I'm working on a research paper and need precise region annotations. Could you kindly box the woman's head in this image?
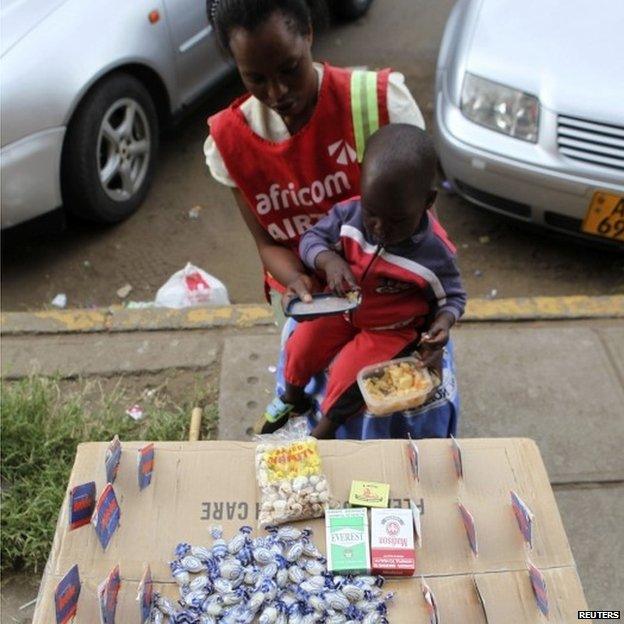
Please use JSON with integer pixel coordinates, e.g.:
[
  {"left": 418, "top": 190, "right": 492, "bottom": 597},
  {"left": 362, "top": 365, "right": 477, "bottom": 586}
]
[{"left": 207, "top": 0, "right": 324, "bottom": 124}]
########
PROBLEM TO SOLVE: Count the lines in the entries above that contain the word "bottom" and give only that number.

COMPLETED EXERCISE: 3